Directions: Print the line containing "Where does the" and every line after it exactly as written, through the end of the records.

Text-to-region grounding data
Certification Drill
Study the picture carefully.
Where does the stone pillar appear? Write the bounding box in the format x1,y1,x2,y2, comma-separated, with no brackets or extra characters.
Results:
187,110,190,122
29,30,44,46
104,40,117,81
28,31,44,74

Solution to this problem:
Where does the stone pillar appear? Write the bounding box in the format x1,y1,x2,y2, comma-separated, with no brackets or extra characters.
Results:
187,110,190,122
29,30,44,46
104,40,117,81
28,31,44,74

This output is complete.